* [TEXTO DE LEITURA]
++++++++++
Era
fevereiro de 2007, exatos 10 anos, quando eu tive aquele sonho. Aquele que me
fez acordar meio chocada, atônita. Aquele em que eu, tal qual uma espiã atrás
da porta, espiei Júlia e Toni em pleno ato sexual.
Eu era
demasiadamente puritana e aquele sonho me incomodou. Mas aí ele voltou, e de
novo, e de novo e eu entendi que tava na hora de escrever sobre ele. Era pra
ser um conto, mas peraí, eu não escrevo contos eróticos!
Descartado
o conto exclusivamente sobre aquela transa, eu precisava construir uma história
ao redor; eles precisavam ter um motivo para estarem na cama, em especial se
tratando de uma jovem e um homem de meia idade.
Daí
aquela história foi crescendo e foi ficando grande e complexa demais pra um
conto. Mas faltava alguma coisa... faltava VIDA praqueles personagens. Uma
história, um porquê. Assim como meus leitores, eu também queria saber o que
tinha acontecido antes.
Então
Júlia e Toni me guiaram e eu construí o começo.
++++++++++
* [SEGMENTO DE DADOS]
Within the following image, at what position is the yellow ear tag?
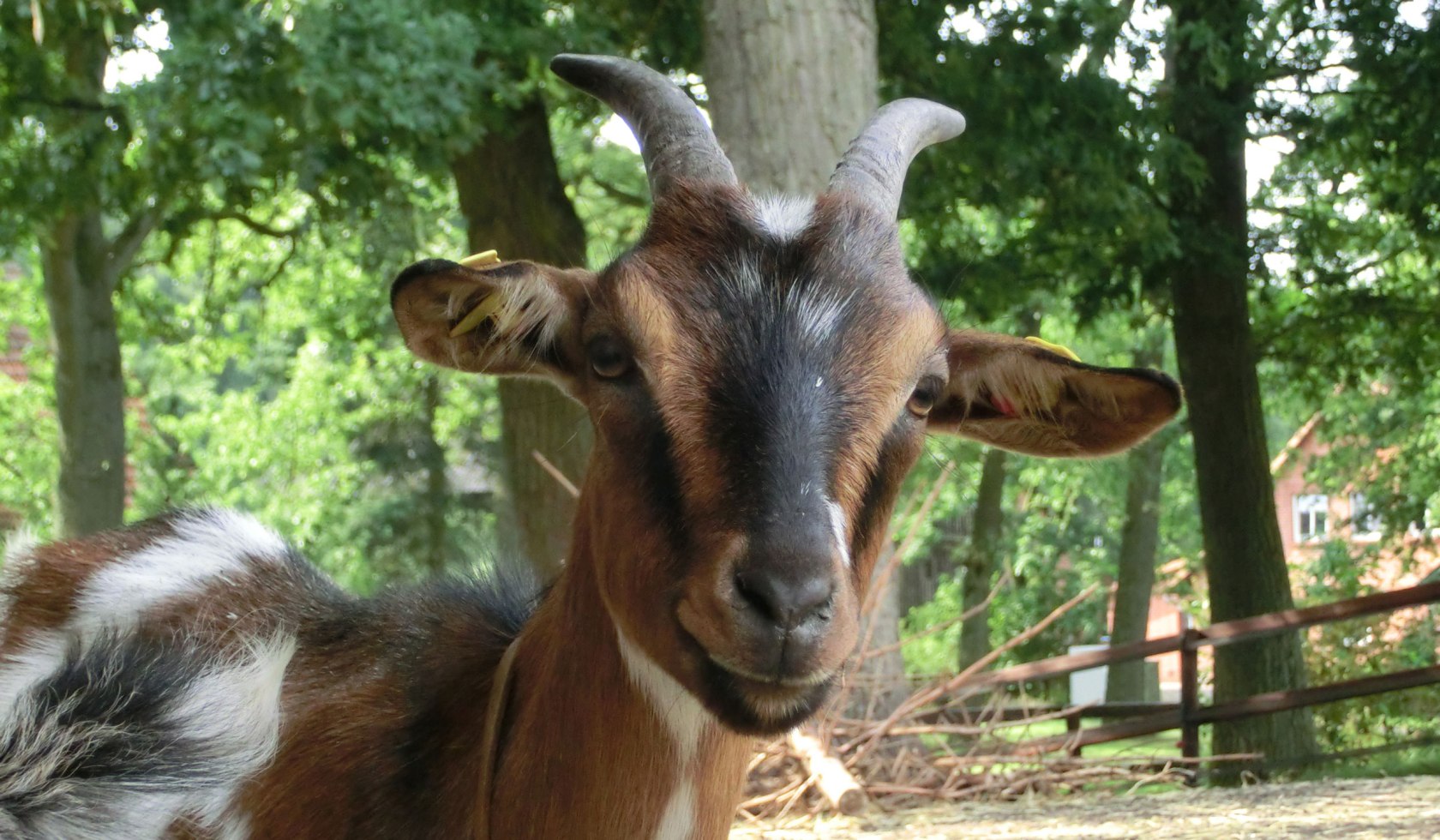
[459,248,500,268]
[1025,336,1080,362]
[451,249,504,339]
++++++++++
* [ENUNCIADO DA TAREFA] Prolongue o relato sobre a criação da história de Júlia e Toni, começando logo após a última frase. O material não tem nenhuma relação com o relato.

* [RESPOSTA DO EXERCÍCIO]
Foram 3
semanas ao som constante de Three Doors Down – Here Without You. 3 semanas que
eu me emprestei por inteira a Júlia e Toni. Ao final delas, aos 24 anos, eu
realizava o sonho de vida inteira de ter um livro escrito.
Na
época, o concurso literário da minha cidade premiava narrativa longa com
publicação da obra e eu arrisquei. Com o prazo estourado, a escolha do nome foi
fruto de duas situações: eu queria um nome que eu pudesse tatuar e eu estava
com uma música da Marisa Monte na cabeça que tem “depois de tudo” em um de seus
primeiros versos.
Ficou.
Tattoo, posteriormente reformada e melhorada
Pouco
depois perdi o concurso.
Mas eu
tinha um sonho e eu correria atrás dele a todo custo. Foi então que, ansiosa,
descobri que o marido da minha prima, dono de gráfica expressa, fazia
impressões em formato de livro; peguei uma imagem na internet e pedi para o meu
até então chefe, Argemiro Nora, copiasse a imagem como um desenho e fiz uma
capa.
E assim
nasceu a primeira versão de Depois de Tudo.
Com
essa encadernação na mão, fui à Porto Alegre – isso era julho de 2007 – e passei
uma semana lá. Tudo bem que nesse meio tempo eu fui ao Beira Rio entregar um
conto ao eterno ídolo colorado Fernandão (falecido em um acidente de
helicóptero em 2014), mas fora esse inesquecível e inestimável encontro, passei
o resto da semana batendo na porta de várias editoras buscando a tão sonhada
publicação.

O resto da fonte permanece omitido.